# START OF Data in this exercise

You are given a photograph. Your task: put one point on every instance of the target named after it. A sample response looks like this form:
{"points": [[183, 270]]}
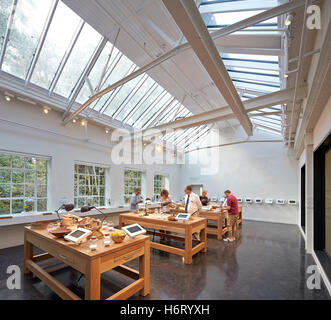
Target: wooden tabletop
{"points": [[83, 248], [162, 218]]}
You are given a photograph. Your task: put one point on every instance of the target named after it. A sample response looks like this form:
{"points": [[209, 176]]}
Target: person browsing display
{"points": [[233, 214], [204, 199], [135, 200], [166, 202], [192, 201]]}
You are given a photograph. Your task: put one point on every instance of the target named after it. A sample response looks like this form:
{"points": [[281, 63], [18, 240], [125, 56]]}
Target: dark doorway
{"points": [[303, 198], [322, 204]]}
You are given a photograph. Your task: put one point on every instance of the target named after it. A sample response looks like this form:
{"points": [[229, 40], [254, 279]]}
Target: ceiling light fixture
{"points": [[289, 19], [46, 110], [8, 96]]}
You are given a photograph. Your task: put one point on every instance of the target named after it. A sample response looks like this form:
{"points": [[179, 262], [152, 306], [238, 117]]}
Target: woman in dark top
{"points": [[204, 199]]}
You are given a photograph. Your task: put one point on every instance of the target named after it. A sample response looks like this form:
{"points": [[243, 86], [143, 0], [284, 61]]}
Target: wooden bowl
{"points": [[60, 232], [118, 238], [172, 218]]}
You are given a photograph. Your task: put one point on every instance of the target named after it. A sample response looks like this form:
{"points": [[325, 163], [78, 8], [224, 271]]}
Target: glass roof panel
{"points": [[5, 10], [82, 52], [23, 40], [60, 34], [98, 69]]}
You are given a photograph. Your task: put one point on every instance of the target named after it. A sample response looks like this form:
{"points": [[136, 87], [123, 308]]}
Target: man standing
{"points": [[192, 205], [134, 200], [233, 213], [192, 201]]}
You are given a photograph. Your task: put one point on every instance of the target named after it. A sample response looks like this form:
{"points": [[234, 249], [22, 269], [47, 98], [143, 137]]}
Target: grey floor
{"points": [[267, 262]]}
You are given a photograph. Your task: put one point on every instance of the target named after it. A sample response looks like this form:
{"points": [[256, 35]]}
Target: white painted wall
{"points": [[257, 170], [45, 135]]}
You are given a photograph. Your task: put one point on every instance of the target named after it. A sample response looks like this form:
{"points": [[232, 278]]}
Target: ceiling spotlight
{"points": [[289, 19], [8, 96], [46, 110]]}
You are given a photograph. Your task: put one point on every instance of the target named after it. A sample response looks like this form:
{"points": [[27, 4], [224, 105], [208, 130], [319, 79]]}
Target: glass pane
{"points": [[145, 104], [4, 190], [18, 176], [18, 190], [135, 99], [23, 40], [18, 162], [59, 36], [5, 160], [5, 10], [4, 206], [42, 205], [17, 206], [4, 176], [80, 56], [97, 70]]}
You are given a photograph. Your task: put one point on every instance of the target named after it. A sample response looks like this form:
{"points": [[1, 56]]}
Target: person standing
{"points": [[192, 201], [233, 213], [192, 205], [134, 200], [204, 199], [166, 202]]}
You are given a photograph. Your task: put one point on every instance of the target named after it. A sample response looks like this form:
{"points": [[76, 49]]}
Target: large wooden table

# END OF Data in this exercise

[Given instruction]
Restate the listing above word for word, and skip the pictures.

[The result]
You are given a photograph. Your task: put one point on every instance of the target named after it. A sample response looks like this form:
{"points": [[183, 270]]}
Target: wooden tabletop
{"points": [[83, 248], [162, 218]]}
You are given a photograph. Your task: put one point on every instance of the target named after it. A sample response looks like this form:
{"points": [[209, 176]]}
Target: person browsing display
{"points": [[233, 214], [204, 199], [135, 200], [166, 202], [192, 201]]}
You are given a photograph. Your task: put one point on every instance of the target named after it. A sample response looks like this form:
{"points": [[281, 63], [18, 240], [125, 56]]}
Target: dark doorway
{"points": [[303, 198], [322, 204]]}
You are given a photograph. Your task: put one point on every instance of the target named after it. A sample response looks like this form:
{"points": [[229, 40], [254, 279]]}
Target: ceiling light fixture
{"points": [[289, 19], [46, 110], [8, 96]]}
You are given a photograph. Your task: put one point on every instance of the target named after it. A sample response looks like this form:
{"points": [[179, 262], [152, 306], [238, 117]]}
Target: woman in dark top
{"points": [[204, 199]]}
You are given a photograph. Your task: put one point on every instance of the target named after it. A sample response looks like this form:
{"points": [[243, 86], [143, 0], [284, 61]]}
Target: wooden bowl
{"points": [[60, 232], [118, 238], [172, 218]]}
You are given a photograph. Your task: put one point on every instance of the target named after it. A sample response looks like this form:
{"points": [[325, 163], [78, 8], [224, 271]]}
Target: glass roof panel
{"points": [[5, 10], [82, 52], [23, 40], [60, 34], [98, 69]]}
You are given a photograph. Your task: put one point on every instance of the target named after it. A sample response looks like this form:
{"points": [[136, 87], [123, 308]]}
Target: man standing
{"points": [[192, 205], [134, 200], [233, 213], [192, 201]]}
You are given a photograph. Your task: put one point on every instance of the target named after it. A sample response looks like this form:
{"points": [[234, 249], [22, 269], [47, 98], [143, 137]]}
Target: grey floor
{"points": [[267, 262]]}
You are given a photograph. Your task: put one point on every instance of the target named after it. A sample response looks like this form:
{"points": [[256, 35]]}
Target: white painted wall
{"points": [[257, 170], [45, 135]]}
You are given a photograph. Your task: put one point on every instance of the target named after it. A sample response looks like this form:
{"points": [[232, 278]]}
Target: ceiling spotlight
{"points": [[289, 19], [8, 96], [46, 110]]}
You are given a photograph. Your task: put one point on every instance of the target named after it. A sample response looks like this form:
{"points": [[27, 4], [224, 105], [208, 130], [319, 79]]}
Target: glass pane
{"points": [[145, 104], [4, 190], [18, 176], [18, 190], [135, 99], [23, 40], [18, 162], [59, 36], [5, 160], [5, 10], [4, 206], [42, 205], [17, 206], [4, 176], [80, 56], [97, 70]]}
You are given a photograph. Your task: put one point on every instance of the target named after it. A sample response looks like this form:
{"points": [[1, 56]]}
Target: person standing
{"points": [[192, 201], [233, 213], [192, 205], [134, 200], [204, 199], [166, 202]]}
You are given a photograph. Your task: put one point on every instance of the target named after it. A sample response looks like this form:
{"points": [[76, 49]]}
Target: large wooden table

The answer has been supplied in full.